■ **Documento**
Fernando Foglino acaba de sacar su quinto libro, "Algo viejo, algo nuevo, algo prestado, algo triste", un título que puede antojarse largo, pero que a su manera refleja de forma bastante fiel los múltiples campos que abarca: ensayo, autobiografía, compilación retrospectiva de su trayectoria y más.
Aunque Foglino ya cuenta con un extenso y premiado camino en el arte contemporáneo nacional, puede que para algunos siga estando en una especie de nebulosa, algo difusa e inasible.
De hecho, al googlear “Fernando Foglino”, la primera palabra que aparece autocompletada es “escritor”, no artista. Y aunque —como ya se ha dicho— este es su quinto título editorial, al recorrer las páginas de Algo viejo... lo que aparece ahí es un artista hecho y derecho. Tal vez, el oficio de escritor cotiza más alto en el algoritmo del motor de búsqueda por excelencia en el mundo occidental.
Foglino nació hace 48 años en Montevideo y en lo que hace a su arte, esa pertenencia a la ciudad se nota. Por más que también indague en temáticas históricas y “no-urbanas”, resulta difícil imaginar a sus obras como el resultado de una mirada telúrica, alejada del cemento y los espacios públicos como parques, plazas y paseos.
Por más que esta nota esté enfocada sobre su obra como artista visual contemporáneo, su faceta de escritor solapa parcialmente a su perfil como creador visual. Es más: se podría decir que todo empezó con la poesía (tiene tres libros de poemas publicados).
“Cuando terminé el liceo y empecé en Facultad de Arquitectura, había unas huelgas larguísimas. Entonces busqué algo alternativo para hacer. Medio que por azar recalé en Literatura. Y eso que no había leído ni un libro, no me gustaba nada (risas). Pero tuve la suerte de que me tocó como profesor un poeta de Tacuarembó, Walter Ortiz Ayala. Y me mató. Enseguida”, dice para ilustrar el impacto que tuvo ese mentor.

(Filas del conjunto de datos)
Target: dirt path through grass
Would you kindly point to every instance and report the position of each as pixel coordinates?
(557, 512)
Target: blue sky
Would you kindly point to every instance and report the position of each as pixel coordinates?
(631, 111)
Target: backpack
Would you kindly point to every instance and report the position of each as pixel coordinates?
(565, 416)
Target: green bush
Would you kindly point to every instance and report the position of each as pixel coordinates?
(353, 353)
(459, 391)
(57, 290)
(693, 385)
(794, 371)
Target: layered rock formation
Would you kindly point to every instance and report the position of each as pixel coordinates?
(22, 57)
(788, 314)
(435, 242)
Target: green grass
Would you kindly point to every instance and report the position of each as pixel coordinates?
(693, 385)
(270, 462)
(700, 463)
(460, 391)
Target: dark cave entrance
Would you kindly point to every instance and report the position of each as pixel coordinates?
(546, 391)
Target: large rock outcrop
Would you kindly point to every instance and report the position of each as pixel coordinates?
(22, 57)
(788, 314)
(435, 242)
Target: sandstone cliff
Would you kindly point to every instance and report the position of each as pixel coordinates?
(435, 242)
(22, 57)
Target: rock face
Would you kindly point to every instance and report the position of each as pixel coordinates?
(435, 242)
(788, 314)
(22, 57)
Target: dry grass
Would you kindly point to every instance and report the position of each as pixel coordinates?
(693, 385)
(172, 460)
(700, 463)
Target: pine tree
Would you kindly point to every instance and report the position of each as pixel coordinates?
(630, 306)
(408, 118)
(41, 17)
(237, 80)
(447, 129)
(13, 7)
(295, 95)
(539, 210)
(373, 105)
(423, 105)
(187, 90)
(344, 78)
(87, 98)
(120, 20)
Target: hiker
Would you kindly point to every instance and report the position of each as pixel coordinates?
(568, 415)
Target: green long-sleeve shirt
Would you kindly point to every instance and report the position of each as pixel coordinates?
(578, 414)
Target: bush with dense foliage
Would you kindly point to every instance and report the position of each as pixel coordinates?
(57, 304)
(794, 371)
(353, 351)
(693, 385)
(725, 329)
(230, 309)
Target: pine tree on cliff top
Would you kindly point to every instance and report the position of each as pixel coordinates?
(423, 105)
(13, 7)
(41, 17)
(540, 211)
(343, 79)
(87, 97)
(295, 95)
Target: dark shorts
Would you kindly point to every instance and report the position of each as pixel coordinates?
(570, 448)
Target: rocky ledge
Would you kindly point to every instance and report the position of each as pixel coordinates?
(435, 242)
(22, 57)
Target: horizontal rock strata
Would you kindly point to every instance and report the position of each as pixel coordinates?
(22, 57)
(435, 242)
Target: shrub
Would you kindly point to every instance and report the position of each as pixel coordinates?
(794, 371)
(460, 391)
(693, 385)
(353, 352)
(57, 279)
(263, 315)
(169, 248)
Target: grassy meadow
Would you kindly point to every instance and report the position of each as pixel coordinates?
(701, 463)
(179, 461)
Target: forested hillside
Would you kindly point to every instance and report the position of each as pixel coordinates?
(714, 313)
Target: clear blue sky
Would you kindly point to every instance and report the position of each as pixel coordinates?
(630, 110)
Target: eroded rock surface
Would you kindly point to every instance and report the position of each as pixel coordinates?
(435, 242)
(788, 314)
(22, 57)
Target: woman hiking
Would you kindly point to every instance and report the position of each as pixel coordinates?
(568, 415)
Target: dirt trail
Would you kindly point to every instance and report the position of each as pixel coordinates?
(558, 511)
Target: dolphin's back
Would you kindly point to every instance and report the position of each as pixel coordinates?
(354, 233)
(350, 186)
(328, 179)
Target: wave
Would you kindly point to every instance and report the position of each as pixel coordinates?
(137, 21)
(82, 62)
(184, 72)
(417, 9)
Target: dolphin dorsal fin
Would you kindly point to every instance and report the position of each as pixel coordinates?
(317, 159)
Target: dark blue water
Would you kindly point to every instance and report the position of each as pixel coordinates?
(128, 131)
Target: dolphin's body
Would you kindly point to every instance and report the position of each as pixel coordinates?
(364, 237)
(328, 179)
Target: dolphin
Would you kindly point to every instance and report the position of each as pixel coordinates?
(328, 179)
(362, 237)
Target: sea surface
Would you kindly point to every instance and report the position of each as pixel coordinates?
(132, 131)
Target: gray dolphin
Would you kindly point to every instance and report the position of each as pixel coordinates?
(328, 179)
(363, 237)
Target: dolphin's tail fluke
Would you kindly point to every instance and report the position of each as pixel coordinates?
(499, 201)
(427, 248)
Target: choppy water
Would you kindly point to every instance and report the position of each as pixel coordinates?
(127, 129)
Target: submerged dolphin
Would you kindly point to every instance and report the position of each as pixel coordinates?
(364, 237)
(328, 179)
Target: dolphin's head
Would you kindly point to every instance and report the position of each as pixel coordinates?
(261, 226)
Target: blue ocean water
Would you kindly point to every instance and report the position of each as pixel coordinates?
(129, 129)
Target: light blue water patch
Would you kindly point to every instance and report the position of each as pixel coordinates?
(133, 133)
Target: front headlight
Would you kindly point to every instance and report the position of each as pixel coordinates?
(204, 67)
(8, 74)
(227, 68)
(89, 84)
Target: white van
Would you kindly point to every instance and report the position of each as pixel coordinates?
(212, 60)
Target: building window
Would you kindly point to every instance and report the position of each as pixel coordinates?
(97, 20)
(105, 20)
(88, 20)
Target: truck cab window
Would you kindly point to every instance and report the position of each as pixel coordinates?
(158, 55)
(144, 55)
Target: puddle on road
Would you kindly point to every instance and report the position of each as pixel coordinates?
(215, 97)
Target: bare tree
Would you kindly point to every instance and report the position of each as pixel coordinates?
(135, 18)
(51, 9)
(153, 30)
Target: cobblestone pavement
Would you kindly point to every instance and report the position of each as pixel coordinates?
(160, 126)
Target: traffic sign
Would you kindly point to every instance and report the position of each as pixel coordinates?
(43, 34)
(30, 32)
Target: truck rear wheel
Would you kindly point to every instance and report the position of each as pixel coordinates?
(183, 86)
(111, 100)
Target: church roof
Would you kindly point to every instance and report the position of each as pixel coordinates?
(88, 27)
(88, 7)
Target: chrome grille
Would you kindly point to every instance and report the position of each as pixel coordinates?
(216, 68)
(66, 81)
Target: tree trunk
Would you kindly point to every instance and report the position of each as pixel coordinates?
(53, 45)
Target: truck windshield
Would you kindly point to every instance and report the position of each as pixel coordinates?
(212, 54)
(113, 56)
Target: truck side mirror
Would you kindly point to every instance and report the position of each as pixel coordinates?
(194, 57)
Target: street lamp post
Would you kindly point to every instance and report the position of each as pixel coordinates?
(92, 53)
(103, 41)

■ **Desafío 1**
En el texto sobre Fernando Foglino, explica por qué buscó algo alternativo para hacer cuando empezó en la Facultad de Arquitectura. Responde en una o dos oraciones.
■ **Desafío 2**
Según el texto sobre Fernando Foglino, ¿quién fue el profesor que tanto lo impactó en Literatura?
■ **Desafío 3**
Retoma el texto sobre Fernando Foglino desde su última oración.

■ **Resultado 1**
Porque en la Facultad de Arquitectura había unas huelgas larguísimas. Por eso buscó otra actividad y, medio por azar, recaló en Literatura.

■ **Resultado 2**
Walter Ortiz Ayala, un poeta de Tacuarembó.

■ **Resultado 3**
Esas primeras clases —que desbordaron hacia encuentros y tertulias con otros poetas como Elder Silva, entre otros— fueron, cuenta, de lo más formativo y fermental que pueda imaginarse, y generó la inspiración suficiente como para que él también empezara a escribir poemas.
De la palabra a la imagen
“Pero como además estudiaba arquitectura en cierto momento hice el cruce y me pasé a las artes visuales, sin dejar por eso a la poesía”.
Eso, cuenta, fue más o menos por el año 2008, cuando arrancó su otra fase creativa. Y mal no le ha ido, al contrario. Apenas un año después de ese cruce obtuvo la beca del Instituto Goethe para la edición 53a del Premio Nacional de Artes Visuales. Y en 2012 se fue a vivir y crear a París, apañado por el Grand Prix Paul Cézanne que había obtenido un año antes.
A esos reconocimientos le siguieron una serie de otras distinciones que entre otras cosas lo llevaron a vivir en China, por ejemplo, y a representar a Uruguay en distintas bienales.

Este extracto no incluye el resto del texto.